Written exercise: Copy the lines of the data word for word, from the line containing "Every instance of the deer's hind" through the end of the data. Leave out the pictures.

Object position labeling entries:
═══

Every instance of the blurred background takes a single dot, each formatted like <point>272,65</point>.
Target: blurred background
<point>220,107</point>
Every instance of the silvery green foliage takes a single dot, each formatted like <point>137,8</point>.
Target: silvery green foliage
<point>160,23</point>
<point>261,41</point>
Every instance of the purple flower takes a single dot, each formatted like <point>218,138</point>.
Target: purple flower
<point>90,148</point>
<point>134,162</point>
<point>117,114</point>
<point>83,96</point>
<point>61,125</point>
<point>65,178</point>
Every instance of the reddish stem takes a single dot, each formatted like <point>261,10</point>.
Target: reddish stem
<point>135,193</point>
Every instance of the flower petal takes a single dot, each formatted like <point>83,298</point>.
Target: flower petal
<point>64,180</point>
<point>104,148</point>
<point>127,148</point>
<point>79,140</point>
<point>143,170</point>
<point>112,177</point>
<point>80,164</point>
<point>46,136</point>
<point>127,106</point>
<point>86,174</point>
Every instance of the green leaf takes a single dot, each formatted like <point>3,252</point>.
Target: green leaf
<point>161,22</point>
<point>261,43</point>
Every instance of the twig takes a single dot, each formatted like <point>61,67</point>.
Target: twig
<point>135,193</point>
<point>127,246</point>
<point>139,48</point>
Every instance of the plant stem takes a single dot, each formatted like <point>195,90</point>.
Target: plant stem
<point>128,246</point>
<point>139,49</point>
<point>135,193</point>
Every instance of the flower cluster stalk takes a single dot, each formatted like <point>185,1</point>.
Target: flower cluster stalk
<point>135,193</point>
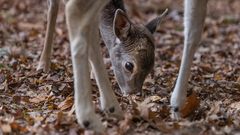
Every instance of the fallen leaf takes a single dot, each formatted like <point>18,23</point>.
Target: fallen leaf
<point>192,103</point>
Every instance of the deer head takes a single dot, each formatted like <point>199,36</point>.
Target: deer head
<point>132,55</point>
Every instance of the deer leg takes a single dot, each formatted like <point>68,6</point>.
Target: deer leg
<point>194,15</point>
<point>80,17</point>
<point>45,62</point>
<point>108,99</point>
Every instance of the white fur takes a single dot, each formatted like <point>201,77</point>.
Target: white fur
<point>82,24</point>
<point>194,15</point>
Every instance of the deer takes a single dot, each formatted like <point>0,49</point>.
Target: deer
<point>131,48</point>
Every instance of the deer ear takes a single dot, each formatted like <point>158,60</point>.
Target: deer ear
<point>121,24</point>
<point>152,25</point>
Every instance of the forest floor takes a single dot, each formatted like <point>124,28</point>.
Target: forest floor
<point>34,102</point>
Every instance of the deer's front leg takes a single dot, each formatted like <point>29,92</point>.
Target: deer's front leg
<point>108,99</point>
<point>45,62</point>
<point>80,25</point>
<point>194,15</point>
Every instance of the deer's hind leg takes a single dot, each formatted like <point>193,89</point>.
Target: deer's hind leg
<point>44,62</point>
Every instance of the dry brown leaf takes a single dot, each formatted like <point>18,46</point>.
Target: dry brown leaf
<point>192,103</point>
<point>66,104</point>
<point>6,128</point>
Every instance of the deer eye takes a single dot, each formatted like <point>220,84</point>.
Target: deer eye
<point>129,66</point>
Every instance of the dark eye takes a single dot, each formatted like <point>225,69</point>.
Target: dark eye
<point>129,66</point>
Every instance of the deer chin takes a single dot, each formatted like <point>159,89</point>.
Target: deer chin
<point>131,91</point>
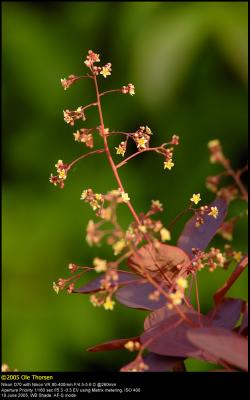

═══

Result below:
Every instance of the deer's hind leg takes a single dot, each formatted like <point>193,89</point>.
Target: deer's hind leg
<point>44,62</point>
Every instance of the dry brown leaf takes a single dot, each formatted like <point>18,46</point>.
Target: dry brown leaf
<point>192,103</point>
<point>66,104</point>
<point>6,128</point>
Every instance of the deer eye takes a single dot, each formatted like <point>220,84</point>.
Target: deer eye
<point>129,66</point>
Every instance of the dark eye takes a single dot, each formatted like <point>225,69</point>.
Target: dark eye
<point>129,66</point>
Every instance of the deer chin takes a single dot, each formatted like <point>159,89</point>.
Target: deer chin
<point>131,91</point>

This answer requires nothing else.